** START OF Source passage **
I thought that I’d share my experience of last Thursday’s terrorist attack on Catalunya, the 2nd in the history of Barcelona.
August 17, 2017 17.42 CCCB
It was around 14.30 and I was seated at the Arxiu at the CCCB, the Center for Contemporary Culture of Barcelona. Before that, I was at the library, another favourite hangout of mine, but I left as they close for the lunch hour. CCCB is in Raval, right next to Las Ramblas.
After doing some correspondence, I watched the Vice documentary Charlottesville: Race & Terror. Prior to this I had not read up much on what had happened, and needless to say, I was shocked.
Afterwards, I popped into fb and this was the first notification I saw:
Confused, I then opened the La Vanguardia website. And that’s when I realised what was going on. It was unreal, to first see video of a car ramming into the demonstrators in Charlottesville from a few days ago, to reading that a van had rammed into people, seeing the grotesque images that were taken not more than a few minutes ago, and not even a kilometre away.
Across from me, a girl who turned out to be an Italian architect doing her traineeship in Barcelona, asked me if I knew what was going on. I said I literally just read about it. She had gotten the news from her friends and family all the way in Italy. They were telling her so many details, and told her to stay put. She lived on a street perpendicular to Las Ramblas, not more than a minute away by foot, right on the street where the van struck some people and she was at a loss about what to do.
Being in the Arxiu, we were safe at least. Then security showed up and said that we all had evacuate, they were locking down the CCCB.
Considering she had nowhere to go, I said she was welcome to stay at my flat. She readily accepted, and we started walking, making sure to keep as far away from Ramblas as possible. All around, it was eerily quiet, and we could see people walking with their bags, like they were leaving the city.
** END OF Source passage **
** START OF Collected data **
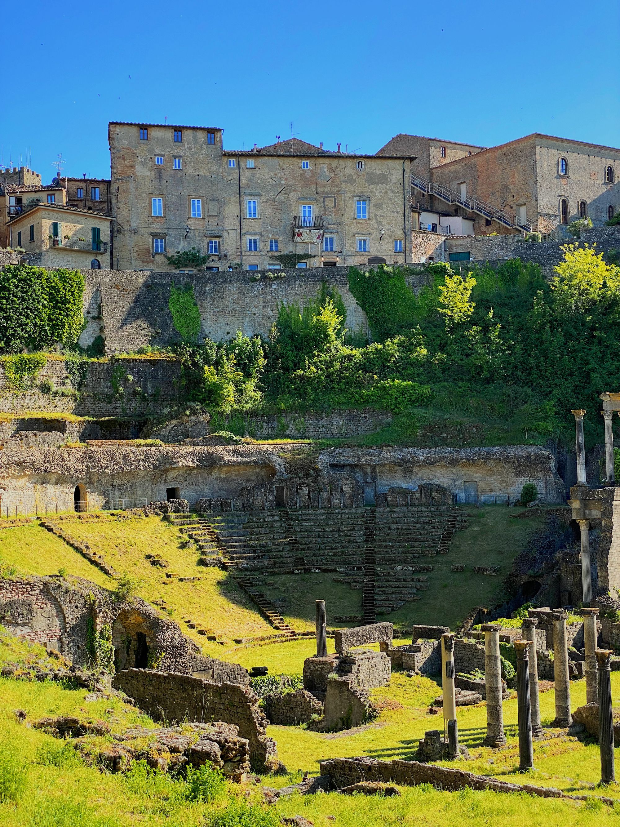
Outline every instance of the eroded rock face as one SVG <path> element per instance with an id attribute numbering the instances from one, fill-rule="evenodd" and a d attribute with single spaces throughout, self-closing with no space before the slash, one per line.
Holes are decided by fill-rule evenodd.
<path id="1" fill-rule="evenodd" d="M 88 764 L 109 772 L 126 772 L 133 761 L 144 760 L 167 772 L 185 764 L 207 764 L 221 769 L 233 781 L 242 780 L 250 771 L 250 744 L 239 737 L 239 727 L 216 721 L 149 729 L 131 727 L 113 731 L 106 721 L 71 715 L 41 718 L 33 727 L 56 738 L 72 739 L 75 749 Z M 100 739 L 101 736 L 111 736 Z"/>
** END OF Collected data **
■ Problems to work on ■
1 – Name every media source the writer of the Barcelona attack account says they watched, checked or opened.
2 – Pick up the Barcelona attack account right after its last sentence and keep going in the writer's voice.
You won't need the listing at all.

■ The results ■
1 –
- The Vice documentary Charlottesville: Race & Terror
- fb
- The La Vanguardia website

2 –
19.30 Avinguda Diagonal
We walked past a crowd of people watching the news from the televisions in an appliance store window. I started to worry about the people I knew who were living and working in the area, which has a very large Filipino population.
We walked on for about 30 minutes until we reached Avinguda Diagonal, one of the main roads that cuts through Barcelona, and were met by this sight:
Cars were bumper to bumper. We wondered if they were all leaving the city.
Then I saw something that made me stop. Four men who looked middle Eastern had their hands behind their heads, and in front of them was a man wearing what appeared to be a kevlar vest and holding a gun out and pointing it at them. My companion freaked out and said, let’s pass somewhere else. I wanted to snap a photo but they had led them away, I don’t know if they arrested them or saw that they were innocent bystanders.
We later learned that there was a second attack, and that the attackers had made it Sant Just, a neighbourhood just next to mine.
We got to my flat as it was getting dark. A few hours later, my flatmates, who had been driving to Barcelona during the attack after spending a few days in France, arrived. We had been communicating and I had told them it would probably be best if they didn’t come back tonight. Fortunately, they were able to drive into the city, keeping to the outskirts, without incident.
I don’t think any of us slept well that night. I certainly didn’t.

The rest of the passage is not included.